● **SUPPLIED TEXT**
OPINION: What my grandson taught me about remembering the Holocaust

Alex Brummer writes that remembrance, no matter how difficult, can be an inspiration to a younger generation keen to learn more about the Shoah

Terezin memorial

When my daughter Jessica called earlier this month to tell me she was proposing to take my grandson Rafi to Auschwitz to help prepare him for his GCSE art project, I knew there was no choice but to be part of the expedition.

It would be my third visit to that dreadful place. The sheer horror of the previous two, in different circumstances, one with a friend and as part of an official UK government delegation, had been emotionally draining.

Rafi’s interest in going to the heart of evil where my paternal grandparents had died and several members of my family miraculously survived, touched me deeply. He has not attended Jewish schools but is keenly involved in the community through youth movements.

Alex Brummer

Somehow over the years I, among my globally distributed network of cousins, had become the repository for a sketchy family history (some of it recorded in newspaper articles). So, as Rafi explored his subject, I could be a useful source.

The timing was not ideal. My mind was still in turmoil after a visit to the Terezin (Theresienstadt) Ghetto in  January organised by the European Jewish Association. The theme had been the ‘false narratives’ of the Nazis, exemplified by the showpiece camp filled with children and talented Jews from the arts. Tens of thousands died on site and were incinerated.

An incentive to go to Terezin was the belief one of my father’s brothers, who survived the Shoah, may have spent time there. His journey was a frightening odyssey which took him to four camps before making a life in Israel.

Terezin is an enigma, partly because of the permanence of the structures, some dating from the 19th century when it was an Austrian-Hungarian garrison and prison. Buildings which once housed Jewish victims in desperate overcrowded conditions, have been partly converted into municipal offices.

The most striking aspect was the art gallery. Jewish Czech artists and those from neighbouring areas had been put to work for the sophisticated Nazi propaganda machine.

Cover of the 1932 second edition of Jüdische Kindermärchen (Jewish Tales for Children) by Ilse Herlinger, designed by Gre (Grete) Edelstein (1883–1954); Jewish Museum Berlin, Inv-Nr. BIB/155224/0

Yet using fragments of waste and pilfered paper, they managed to produce art of the highest quality showing the privation of the camps, the brutalist treatment and work conditions of inmates. Artists such as Viktor Ullman and Ilse Weber, whose works illuminated the galleries, having served their purpose were ruthlessly shipped off to Auschwitz-Birkenau in the summer of 1944.

As Hitler’s war faltered, the manic determination to exterminate all Jews became ever more pronounced. Under the efficient direction of Adolf Eichmann, there was a hurried effort to rid Hungary of its Jews. My grandparents Sandor and Fanya, aunts, cousins and members of the wider family were loaded on to cattle trucks to Auschwitz for selection.

When you can put names, faces, characters and fragments of family history to the industrial scale of extermination it becomes more digestible. There is a strong history of art, painting and creativity in our family, and Rafi’s desire to translate the horror into pictures, I found profoundly moving. It chimed also with the terrible fate of those Terezin artists.

● **ASSIGNMENT 1**
According to the opinion piece on remembering the Holocaust, who organized the January visit to the Terezin Ghetto?
● **ASSIGNMENT 2**
Retype the opinion piece between "Alex Brummer writes" and "of the expedition.", inclusive, with no changes.

● **INFORMATION SHOWN**

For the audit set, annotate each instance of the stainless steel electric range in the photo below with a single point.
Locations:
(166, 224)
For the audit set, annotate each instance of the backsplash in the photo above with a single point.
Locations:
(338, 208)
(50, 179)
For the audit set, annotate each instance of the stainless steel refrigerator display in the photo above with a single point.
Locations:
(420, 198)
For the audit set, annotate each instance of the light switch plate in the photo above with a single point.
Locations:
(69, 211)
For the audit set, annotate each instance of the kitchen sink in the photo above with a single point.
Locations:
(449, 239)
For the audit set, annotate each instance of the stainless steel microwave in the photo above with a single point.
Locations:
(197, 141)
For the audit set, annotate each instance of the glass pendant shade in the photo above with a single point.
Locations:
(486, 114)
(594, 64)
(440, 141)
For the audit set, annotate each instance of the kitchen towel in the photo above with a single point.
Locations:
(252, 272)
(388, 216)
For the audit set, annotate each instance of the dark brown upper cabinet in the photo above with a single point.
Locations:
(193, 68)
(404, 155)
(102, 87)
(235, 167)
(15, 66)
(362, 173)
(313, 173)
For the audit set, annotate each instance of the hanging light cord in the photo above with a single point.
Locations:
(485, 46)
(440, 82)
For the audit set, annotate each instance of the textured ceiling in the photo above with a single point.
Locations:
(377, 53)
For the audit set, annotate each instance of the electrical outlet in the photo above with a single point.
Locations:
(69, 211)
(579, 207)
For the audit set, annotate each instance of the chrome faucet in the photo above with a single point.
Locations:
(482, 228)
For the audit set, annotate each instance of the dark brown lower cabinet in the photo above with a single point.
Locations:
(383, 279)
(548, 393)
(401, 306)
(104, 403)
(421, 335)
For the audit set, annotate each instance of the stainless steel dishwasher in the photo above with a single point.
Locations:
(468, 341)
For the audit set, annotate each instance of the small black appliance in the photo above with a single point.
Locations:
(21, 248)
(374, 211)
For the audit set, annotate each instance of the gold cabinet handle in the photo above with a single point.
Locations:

● **ANSWER BOX 1**
The European Jewish Association.

● **ANSWER BOX 2**
Alex Brummer writes that remembrance, no matter how difficult, can be an inspiration to a younger generation keen to learn more about the Shoah

Terezin memorial

When my daughter Jessica called earlier this month to tell me she was proposing to take my grandson Rafi to Auschwitz to help prepare him for his GCSE art project, I knew there was no choice but to be part of the expedition.